### Excerpted text

━━━━

The actual journey to the hospital: Thursday.




The drop-in center is a part of A+E
Despite what you may have heard, it was not packed to the gunwales...
We moved smoothly through the system.

From nurse practitioner
Towards neurological tests
To a psychiatric nurse...

Then in the car again
To a psychiatrist
In the psychiatric hospital.

By this time I was feeling disoriented, upset, lost, in need of someone to tell us something...

Josh - now Service User just kept on talking about his brain tumors and degenerative disease, and this time he was telling a psychiatrist whose listening skills were aimed with laser accuracy to answer 'is this a person a risk to themselves, or to others'? and 'what else shall I proscribe after the SSI?'

Towards the end, the mental health nurse picked up on my despondency. I said that we needed to talk to a counsellor. I didn't say it because I thought it could happen. I said it because it was true!

━━━━

### Assignment
Reproduce everything in the account of the trip to the hospital from "By this time" down to "it was true!".

━━━━

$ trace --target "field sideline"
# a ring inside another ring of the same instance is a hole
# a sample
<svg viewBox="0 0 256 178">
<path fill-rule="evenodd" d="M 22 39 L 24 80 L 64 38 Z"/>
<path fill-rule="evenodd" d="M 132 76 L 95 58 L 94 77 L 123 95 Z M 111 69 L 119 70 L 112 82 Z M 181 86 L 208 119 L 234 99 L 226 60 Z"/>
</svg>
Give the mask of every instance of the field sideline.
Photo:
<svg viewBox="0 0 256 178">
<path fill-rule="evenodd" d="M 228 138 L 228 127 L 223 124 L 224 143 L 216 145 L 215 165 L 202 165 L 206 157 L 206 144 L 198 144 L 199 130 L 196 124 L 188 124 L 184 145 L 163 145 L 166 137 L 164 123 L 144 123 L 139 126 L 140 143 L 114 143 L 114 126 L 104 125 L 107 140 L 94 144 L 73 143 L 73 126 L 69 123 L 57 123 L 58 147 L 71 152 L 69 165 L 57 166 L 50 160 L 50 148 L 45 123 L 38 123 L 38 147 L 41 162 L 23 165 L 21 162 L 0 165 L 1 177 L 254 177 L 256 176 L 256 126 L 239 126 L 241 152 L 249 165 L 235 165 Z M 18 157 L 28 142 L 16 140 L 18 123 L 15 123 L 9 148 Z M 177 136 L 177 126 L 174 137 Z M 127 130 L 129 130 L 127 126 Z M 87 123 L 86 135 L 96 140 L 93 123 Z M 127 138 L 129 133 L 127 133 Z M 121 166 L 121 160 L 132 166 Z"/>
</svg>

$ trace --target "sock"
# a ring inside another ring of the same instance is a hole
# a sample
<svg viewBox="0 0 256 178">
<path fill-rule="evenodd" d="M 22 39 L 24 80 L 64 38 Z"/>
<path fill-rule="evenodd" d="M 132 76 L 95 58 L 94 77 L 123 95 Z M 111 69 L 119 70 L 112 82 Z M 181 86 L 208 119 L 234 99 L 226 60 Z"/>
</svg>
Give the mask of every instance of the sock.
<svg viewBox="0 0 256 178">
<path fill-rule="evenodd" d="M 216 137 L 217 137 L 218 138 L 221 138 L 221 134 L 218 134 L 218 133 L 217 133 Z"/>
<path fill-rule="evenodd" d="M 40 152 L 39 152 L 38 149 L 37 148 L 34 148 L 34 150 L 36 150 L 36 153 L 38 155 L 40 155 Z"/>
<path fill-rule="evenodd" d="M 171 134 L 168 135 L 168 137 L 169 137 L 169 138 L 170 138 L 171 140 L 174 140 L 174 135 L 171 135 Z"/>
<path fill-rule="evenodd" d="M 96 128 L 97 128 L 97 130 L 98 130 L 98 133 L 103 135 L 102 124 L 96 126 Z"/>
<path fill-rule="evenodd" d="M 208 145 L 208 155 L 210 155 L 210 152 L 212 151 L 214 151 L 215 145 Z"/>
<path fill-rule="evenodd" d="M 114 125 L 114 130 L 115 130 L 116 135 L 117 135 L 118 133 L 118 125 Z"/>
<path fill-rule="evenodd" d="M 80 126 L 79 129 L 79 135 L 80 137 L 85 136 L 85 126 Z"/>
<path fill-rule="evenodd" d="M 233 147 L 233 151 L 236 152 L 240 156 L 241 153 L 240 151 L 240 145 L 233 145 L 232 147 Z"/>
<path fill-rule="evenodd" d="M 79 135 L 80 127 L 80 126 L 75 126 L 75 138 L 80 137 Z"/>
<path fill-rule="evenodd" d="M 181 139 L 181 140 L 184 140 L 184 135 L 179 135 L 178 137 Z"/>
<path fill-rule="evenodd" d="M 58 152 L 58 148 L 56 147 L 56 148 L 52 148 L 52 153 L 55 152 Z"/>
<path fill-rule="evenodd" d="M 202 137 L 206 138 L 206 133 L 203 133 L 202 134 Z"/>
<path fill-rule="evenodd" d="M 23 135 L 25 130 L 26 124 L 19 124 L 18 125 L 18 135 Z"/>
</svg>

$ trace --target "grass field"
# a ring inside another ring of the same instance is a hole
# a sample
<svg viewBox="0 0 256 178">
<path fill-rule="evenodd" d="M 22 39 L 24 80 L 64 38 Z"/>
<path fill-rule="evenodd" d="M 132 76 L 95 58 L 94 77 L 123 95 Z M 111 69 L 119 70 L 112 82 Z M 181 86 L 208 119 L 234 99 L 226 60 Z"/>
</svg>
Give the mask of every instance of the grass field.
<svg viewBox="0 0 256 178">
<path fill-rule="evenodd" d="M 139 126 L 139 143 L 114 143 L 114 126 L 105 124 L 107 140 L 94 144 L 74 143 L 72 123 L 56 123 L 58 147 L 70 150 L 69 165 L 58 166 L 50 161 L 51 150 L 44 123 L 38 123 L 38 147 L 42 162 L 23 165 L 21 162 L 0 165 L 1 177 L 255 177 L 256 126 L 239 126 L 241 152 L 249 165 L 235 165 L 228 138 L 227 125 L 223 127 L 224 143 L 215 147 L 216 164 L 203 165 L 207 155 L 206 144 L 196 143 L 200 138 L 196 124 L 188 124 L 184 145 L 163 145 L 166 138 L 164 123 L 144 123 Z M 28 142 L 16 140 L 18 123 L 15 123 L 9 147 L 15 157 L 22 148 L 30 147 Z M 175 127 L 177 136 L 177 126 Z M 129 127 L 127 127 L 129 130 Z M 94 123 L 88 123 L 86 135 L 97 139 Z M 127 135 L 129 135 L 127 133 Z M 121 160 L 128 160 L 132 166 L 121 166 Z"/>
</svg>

━━━━

### Written response
By this time I was feeling disoriented, upset, lost, in need of someone to tell us something...

Josh - now Service User just kept on talking about his brain tumors and degenerative disease, and this time he was telling a psychiatrist whose listening skills were aimed with laser accuracy to answer 'is this a person a risk to themselves, or to others'? and 'what else shall I proscribe after the SSI?'

Towards the end, the mental health nurse picked up on my despondency. I said that we needed to talk to a counsellor. I didn't say it because I thought it could happen. I said it because it was true!